## [WORK TO DO]
Report each line in the records below that contains the word "cluster", copying every such line in full.

## [EXTRACTED RECORDS]
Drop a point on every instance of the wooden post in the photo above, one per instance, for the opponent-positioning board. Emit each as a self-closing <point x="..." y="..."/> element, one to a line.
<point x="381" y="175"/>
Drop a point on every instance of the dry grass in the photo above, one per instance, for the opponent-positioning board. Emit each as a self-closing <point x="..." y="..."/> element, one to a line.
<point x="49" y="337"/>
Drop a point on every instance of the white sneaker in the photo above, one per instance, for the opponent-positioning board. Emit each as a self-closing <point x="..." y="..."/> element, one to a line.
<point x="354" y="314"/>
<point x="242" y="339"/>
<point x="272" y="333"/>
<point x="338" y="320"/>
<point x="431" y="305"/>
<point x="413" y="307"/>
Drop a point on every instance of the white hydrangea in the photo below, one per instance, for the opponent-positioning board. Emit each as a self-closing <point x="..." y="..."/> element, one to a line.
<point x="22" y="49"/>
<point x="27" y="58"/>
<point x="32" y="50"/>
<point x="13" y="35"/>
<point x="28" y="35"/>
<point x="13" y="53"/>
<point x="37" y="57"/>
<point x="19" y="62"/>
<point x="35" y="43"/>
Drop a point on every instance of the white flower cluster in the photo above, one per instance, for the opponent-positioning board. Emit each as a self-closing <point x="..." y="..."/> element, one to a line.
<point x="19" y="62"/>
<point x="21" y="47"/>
* * *
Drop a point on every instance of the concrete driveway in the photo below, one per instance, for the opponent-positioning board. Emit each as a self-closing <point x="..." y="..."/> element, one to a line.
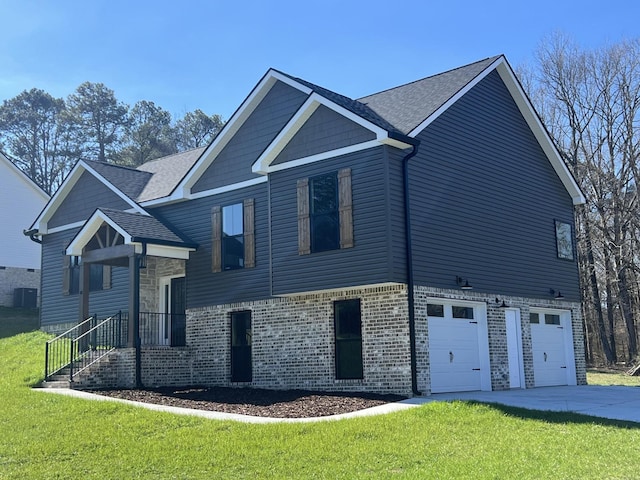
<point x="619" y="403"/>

## [OUTPUT FOR THIS TASK]
Drop a point on every instance of the white flower cluster in the photo above, one per instance, for the opponent-positioning board. Emit each as a self-closing <point x="..." y="..."/> element, one to a line.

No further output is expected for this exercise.